Task 1: Quote the passage on fair value measurement below in full, word for word.

Reading passage:
§
Generally accepted accounting principles in the United States of America (US GAAP) defines fair value as the price that would be received from selling an asset or paid to transfer a liability in an orderly transaction between market participants at the measurement date. When determining the fair value measurements for assets and liabilities, which are required to be recorded at fair value, we consider the principal or most advantageous market in which we would transact and the market-based risk measurements or assumptions that market participants would use in pricing the asset or liability, such as inherent risk, transfer restrictions, and credit risk.

 

US GAAP establishes a fair value hierarchy that prioritizes the inputs to valuation techniques used to measure fair value. The hierarchy gives the highest priority to unadjusted quoted prices in active markets for identical assets or liabilities (level 1 measurement) and the lowest priority to unobservable inputs (level 3 measurements). The levels of the fair value hierarchy under US GAAP are described below:

 

  Level 1 Valuation is based upon quoted prices for identical instruments traded in active markets.
§
Task 2: From the entries below, print the lines starting with the line containing "Where can you see the tree" and going on through the line containing "point(71, 246)", with nothing else.

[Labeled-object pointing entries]
§
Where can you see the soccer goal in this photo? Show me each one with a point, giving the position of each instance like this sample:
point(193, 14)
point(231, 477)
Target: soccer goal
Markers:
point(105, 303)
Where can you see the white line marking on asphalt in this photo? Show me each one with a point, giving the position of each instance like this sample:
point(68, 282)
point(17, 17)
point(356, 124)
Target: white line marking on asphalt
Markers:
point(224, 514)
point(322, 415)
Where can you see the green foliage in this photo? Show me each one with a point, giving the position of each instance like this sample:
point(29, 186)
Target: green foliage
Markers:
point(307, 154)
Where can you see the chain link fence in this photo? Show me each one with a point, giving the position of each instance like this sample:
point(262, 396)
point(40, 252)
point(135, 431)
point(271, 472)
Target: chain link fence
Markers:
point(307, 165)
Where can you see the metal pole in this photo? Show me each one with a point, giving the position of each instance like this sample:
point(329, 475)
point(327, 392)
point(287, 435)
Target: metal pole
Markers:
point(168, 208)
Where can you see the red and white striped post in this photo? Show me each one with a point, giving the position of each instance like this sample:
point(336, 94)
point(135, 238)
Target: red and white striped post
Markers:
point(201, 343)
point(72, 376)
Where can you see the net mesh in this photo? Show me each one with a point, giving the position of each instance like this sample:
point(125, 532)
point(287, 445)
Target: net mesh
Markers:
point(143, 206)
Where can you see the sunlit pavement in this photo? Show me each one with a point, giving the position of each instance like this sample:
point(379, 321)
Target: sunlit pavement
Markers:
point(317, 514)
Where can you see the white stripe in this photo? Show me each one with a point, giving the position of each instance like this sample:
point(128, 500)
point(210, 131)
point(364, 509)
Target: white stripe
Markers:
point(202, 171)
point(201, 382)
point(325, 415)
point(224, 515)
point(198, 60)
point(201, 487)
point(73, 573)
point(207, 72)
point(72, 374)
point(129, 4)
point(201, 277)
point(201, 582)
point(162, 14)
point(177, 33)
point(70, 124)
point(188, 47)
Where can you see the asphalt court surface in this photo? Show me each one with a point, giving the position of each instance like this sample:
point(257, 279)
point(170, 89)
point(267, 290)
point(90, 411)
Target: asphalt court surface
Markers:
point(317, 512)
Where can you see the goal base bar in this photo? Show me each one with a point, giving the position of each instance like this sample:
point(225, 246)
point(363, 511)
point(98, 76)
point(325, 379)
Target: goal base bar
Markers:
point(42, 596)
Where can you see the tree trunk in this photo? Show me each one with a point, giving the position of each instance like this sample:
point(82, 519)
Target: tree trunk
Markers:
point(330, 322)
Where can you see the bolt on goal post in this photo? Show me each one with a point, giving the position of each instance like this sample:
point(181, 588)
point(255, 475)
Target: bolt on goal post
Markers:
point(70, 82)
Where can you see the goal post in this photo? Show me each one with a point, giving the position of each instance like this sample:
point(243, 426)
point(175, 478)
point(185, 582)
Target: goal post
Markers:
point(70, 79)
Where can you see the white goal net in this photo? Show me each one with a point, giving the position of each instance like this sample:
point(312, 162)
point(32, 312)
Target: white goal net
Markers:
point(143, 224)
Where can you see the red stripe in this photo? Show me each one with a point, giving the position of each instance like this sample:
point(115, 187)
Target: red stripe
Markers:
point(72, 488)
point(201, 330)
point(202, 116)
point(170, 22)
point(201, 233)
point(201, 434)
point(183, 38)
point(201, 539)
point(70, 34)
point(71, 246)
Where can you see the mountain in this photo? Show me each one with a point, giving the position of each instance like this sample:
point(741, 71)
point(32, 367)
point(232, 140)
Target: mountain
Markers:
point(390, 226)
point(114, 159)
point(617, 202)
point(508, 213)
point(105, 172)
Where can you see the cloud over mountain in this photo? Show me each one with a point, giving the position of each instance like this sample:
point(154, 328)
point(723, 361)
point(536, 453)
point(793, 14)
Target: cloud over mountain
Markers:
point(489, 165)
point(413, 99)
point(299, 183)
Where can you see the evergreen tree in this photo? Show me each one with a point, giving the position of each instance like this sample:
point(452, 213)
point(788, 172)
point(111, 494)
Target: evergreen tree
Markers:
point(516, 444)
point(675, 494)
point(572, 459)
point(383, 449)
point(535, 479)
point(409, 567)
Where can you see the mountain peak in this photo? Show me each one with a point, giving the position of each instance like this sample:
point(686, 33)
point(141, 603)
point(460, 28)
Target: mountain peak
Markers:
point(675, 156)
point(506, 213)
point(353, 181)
§
Correct response 1:
Generally accepted accounting principles in the United States of America (US GAAP) defines fair value as the price that would be received from selling an asset or paid to transfer a liability in an orderly transaction between market participants at the measurement date. When determining the fair value measurements for assets and liabilities, which are required to be recorded at fair value, we consider the principal or most advantageous market in which we would transact and the market-based risk measurements or assumptions that market participants would use in pricing the asset or liability, such as inherent risk, transfer restrictions, and credit risk.

 

US GAAP establishes a fair value hierarchy that prioritizes the inputs to valuation techniques used to measure fair value. The hierarchy gives the highest priority to unadjusted quoted prices in active markets for identical assets or liabilities (level 1 measurement) and the lowest priority to unobservable inputs (level 3 measurements). The levels of the fair value hierarchy under US GAAP are described below:

 

  Level 1 Valuation is based upon quoted prices for identical instruments traded in active markets.

Correct response 2:
Where can you see the tree trunk in this photo? Show me each one with a point, giving the position of each instance like this sample:
point(82, 519)
Target: tree trunk
Markers:
point(330, 322)
Where can you see the bolt on goal post in this photo? Show me each one with a point, giving the position of each instance like this sample:
point(181, 588)
point(255, 475)
Target: bolt on goal post
Markers:
point(70, 82)
Where can you see the goal post in this photo? Show me each one with a point, giving the position of each instance like this sample:
point(243, 426)
point(175, 478)
point(185, 582)
Target: goal post
Markers:
point(70, 79)
Where can you see the white goal net in this photo? Show me each one with a point, giving the position of each instance like this sample:
point(312, 162)
point(32, 312)
Target: white goal net
Markers:
point(143, 224)
Where can you see the red stripe in this photo? Show me each one with a point, giving the position of each instance like this sample:
point(115, 187)
Target: red stripe
Markers:
point(72, 488)
point(201, 330)
point(202, 116)
point(170, 22)
point(201, 233)
point(201, 434)
point(183, 38)
point(201, 539)
point(70, 34)
point(71, 246)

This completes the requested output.